▸ SOURCE PASSAGE:
Fairfax County, USA

Hillary Clinton won rich suburbs in record numbers. But her campaign failed to mobilize workers of all races.

Hillary Clinton at the European Parliament in 2010. European Parliament / Flickr

In the wake of Donald Trump’s stunning and disastrous Electoral College victory, analysts have zeroed in on one demographic group that bears the burden for Hillary Clinton’s defeat: white voters without college degrees.

Crudely grouped under the rubric “white working class,” these voters helped push Trump past Clinton in the battleground states of Pennsylvania, Ohio, Michigan, and Wisconsin.

In the weeks since, this same group — a vast and heterogeneous cohort that represents more than 40 percent of the electorate in all four states — has been the subject of a maddeningly unhelpful public debate.

Were some of these voters drawn to the siren of Trump’s white nationalist campaign? Yes, obviously. Were some of them expressing frustration at the social and economic decline of their communities, and the manifest inability of Democratic politicians to address it? Yes, just as obviously. Might these things all be related, in some fundamental way? You’re better off asking President Obama than a liberal pundit.

But while a chunk of this amorphous group may have decided the election by defecting from Obama to Trump, white Midwesterners without college diplomas were not the only Americans who voted this November. Nor are they the only demographic that can tell us something about the nature of the campaign and the evolution of both major parties.

Chasing the Moderate Republican

In the Democratic primary, Hillary Clinton fended off Bernie Sanders’s challenge with the strong support of two key groups: wealthy, educated whites and mostly working-class nonwhite Democrats.

While Sanders gradually improved his standing with younger nonwhite voters, it was not enough to take the nomination. Clinton’s core coalition — an effective alliance between the Upper East Side and East Flatbush — held firm, leading Clinton to blowout wins in states like New York, Texas, and Florida.

▸ WORK REQUIRED:
Resume the article on Hillary Clinton's 2016 voter coalition, picking up after its last sentence about her primary wins in New York, Texas, and Florida.

▸ INFORMATION SUPPLIED:
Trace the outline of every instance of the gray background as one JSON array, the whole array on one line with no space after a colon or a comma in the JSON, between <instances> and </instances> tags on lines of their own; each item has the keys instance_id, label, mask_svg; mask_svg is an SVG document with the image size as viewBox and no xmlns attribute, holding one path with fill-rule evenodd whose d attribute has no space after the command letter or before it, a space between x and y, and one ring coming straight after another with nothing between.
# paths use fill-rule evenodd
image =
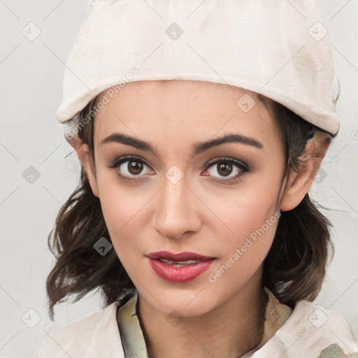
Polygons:
<instances>
[{"instance_id":1,"label":"gray background","mask_svg":"<svg viewBox=\"0 0 358 358\"><path fill-rule=\"evenodd\" d=\"M72 150L55 113L62 101L64 63L89 3L0 0L1 358L29 357L51 331L101 308L98 294L90 294L58 306L52 323L45 290L55 262L47 236L79 178L74 153L65 158ZM315 303L340 313L358 341L358 1L320 0L317 4L334 46L342 123L310 191L313 199L332 209L323 213L335 226L335 257ZM41 31L32 41L22 32L29 33L31 26L31 34L36 34L31 22ZM32 183L23 176L34 171L31 166L40 176Z\"/></svg>"}]
</instances>

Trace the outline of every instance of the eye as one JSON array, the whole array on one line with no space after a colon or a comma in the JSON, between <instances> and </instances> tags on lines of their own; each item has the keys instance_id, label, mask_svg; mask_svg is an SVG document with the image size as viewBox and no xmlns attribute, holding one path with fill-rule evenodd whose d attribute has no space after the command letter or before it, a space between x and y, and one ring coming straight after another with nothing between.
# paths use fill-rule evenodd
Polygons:
<instances>
[{"instance_id":1,"label":"eye","mask_svg":"<svg viewBox=\"0 0 358 358\"><path fill-rule=\"evenodd\" d=\"M227 181L231 179L237 179L250 171L248 166L238 159L234 158L221 158L215 159L206 165L206 169L209 169L209 176L218 178L216 174L219 175L219 178L228 177L228 179L219 179L221 181ZM231 174L234 173L231 176Z\"/></svg>"},{"instance_id":2,"label":"eye","mask_svg":"<svg viewBox=\"0 0 358 358\"><path fill-rule=\"evenodd\" d=\"M136 177L140 178L145 174L150 174L150 171L148 171L148 173L143 173L143 169L146 166L149 167L149 165L139 157L127 155L117 158L107 168L115 169L117 176L129 182L136 180Z\"/></svg>"}]
</instances>

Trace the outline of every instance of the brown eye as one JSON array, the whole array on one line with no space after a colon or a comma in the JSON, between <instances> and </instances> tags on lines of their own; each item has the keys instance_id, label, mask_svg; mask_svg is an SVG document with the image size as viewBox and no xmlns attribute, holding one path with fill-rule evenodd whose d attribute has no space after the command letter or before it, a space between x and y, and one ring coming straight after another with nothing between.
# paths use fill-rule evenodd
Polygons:
<instances>
[{"instance_id":1,"label":"brown eye","mask_svg":"<svg viewBox=\"0 0 358 358\"><path fill-rule=\"evenodd\" d=\"M147 173L145 167L148 168ZM144 160L134 156L117 158L108 168L115 169L117 176L127 181L140 180L145 174L152 173L150 167Z\"/></svg>"},{"instance_id":2,"label":"brown eye","mask_svg":"<svg viewBox=\"0 0 358 358\"><path fill-rule=\"evenodd\" d=\"M143 170L143 163L138 160L128 161L127 170L131 174L140 174Z\"/></svg>"},{"instance_id":3,"label":"brown eye","mask_svg":"<svg viewBox=\"0 0 358 358\"><path fill-rule=\"evenodd\" d=\"M207 164L206 169L209 176L218 178L219 180L220 178L228 177L227 179L222 179L222 181L238 178L250 171L248 165L234 158L215 159ZM233 173L234 175L231 176Z\"/></svg>"}]
</instances>

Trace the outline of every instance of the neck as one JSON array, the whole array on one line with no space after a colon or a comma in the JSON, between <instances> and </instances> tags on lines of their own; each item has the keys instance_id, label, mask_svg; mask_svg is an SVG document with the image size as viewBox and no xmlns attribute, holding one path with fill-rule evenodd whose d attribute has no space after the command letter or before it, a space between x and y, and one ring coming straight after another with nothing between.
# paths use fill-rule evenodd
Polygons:
<instances>
[{"instance_id":1,"label":"neck","mask_svg":"<svg viewBox=\"0 0 358 358\"><path fill-rule=\"evenodd\" d=\"M259 280L214 310L173 326L138 294L138 316L151 358L238 358L261 342L266 303Z\"/></svg>"}]
</instances>

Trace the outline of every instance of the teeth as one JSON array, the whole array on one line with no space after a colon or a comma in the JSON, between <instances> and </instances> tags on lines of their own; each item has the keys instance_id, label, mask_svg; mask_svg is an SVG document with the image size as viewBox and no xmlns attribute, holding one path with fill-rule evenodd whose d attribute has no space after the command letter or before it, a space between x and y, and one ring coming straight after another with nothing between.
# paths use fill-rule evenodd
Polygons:
<instances>
[{"instance_id":1,"label":"teeth","mask_svg":"<svg viewBox=\"0 0 358 358\"><path fill-rule=\"evenodd\" d=\"M166 262L170 264L180 264L180 265L190 265L192 264L197 264L200 262L199 260L187 260L187 261L170 261L166 259L159 259L162 262Z\"/></svg>"}]
</instances>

▸ TASK RESPONSE:
Clinton counted on the same alliance to carry her to victory in the general election. Very quickly, though, Democratic leaders made it clear that in a campaign against Donald Trump, not all members of the coalition required equal attention.

Faced with a Republican opponent who openly touted his affinity for “the poorly educated,” Team Clinton focused on courting white voters at the opposite end of the class pyramid. Trump’s vulgarity and chauvinism, they hoped, would drive wealthy Republican moderates toward Clinton. Rather than aggressively contest Trump’s bogus populism, Democratic strategists concentrated on “moderate” suburban Republicans — the ideological cousins, and often the literal neighbors, of professional-class Democrats.

“For every one of those blue-collar Democrats [Trump] picks up,” former Pennsylvania governor Ed Rendell predicted in February, “he will lose to Hillary two socially moderate Republicans and independents in suburban Cleveland, suburban Columbus, suburban Cincinnati, suburban Philadelphia, suburban Pittsburgh, places like that.”

Electorally, of course, this strategy proved catastrophic. In the Midwestern swing states, Clinton hemorrhaged white “blue-collar Democrats” without winning nearly enough “moderate Republicans” to compensate.

Nevertheless, the election results show that the Democrats’ conscious effort to woo the rich wasn’t entirely for naught. Clinton ran nine points ahead of Obama’s 2012 tally among voters earning more than $100,000. Further up the income ladder, among voters making more than $250,000 annually, she bested Obama’s margin by a full eleven points.

And although overall Democratic turnout declined substantially from 2012, it is wrong to say that nobody was excited to vote for Clinton. In the wealthy and well-educated suburbs of cities like Boston, Chicago, and Minneapolis — as in the effectively suburbanized enclaves of Manhattan and Washington, DC — Clinton’s vote total far surpassed Obama’s mark four years ago.

Nate Silver has compiled tables that show the huge shift from Obama to Clinton in America’s most educated counties. But his confident gloss that “education, not income” guided the electorate somewhat overstates the case, even according to his own data. A look at affluent suburban returns on a district and town level suggests that some combination of income, education, culture, and geography — in a word, “class” — drove Clinton’s most dramatic gains.

rich-clinton-towns

Incomplete returns in wealthy, suburban West Coast areas — like Orange County, located outside of Los Angeles, and Marin and San Mateo counties, outside of San Francisco — reveal a similar Clinton surge.

Much of this, no doubt, reflects elite aversion to Trump rather than pure affection for Clinton. But that’s not the whole story. After all, these affluent and expensively credentialed suburbs also delivered Clinton huge margins during the Democratic primary.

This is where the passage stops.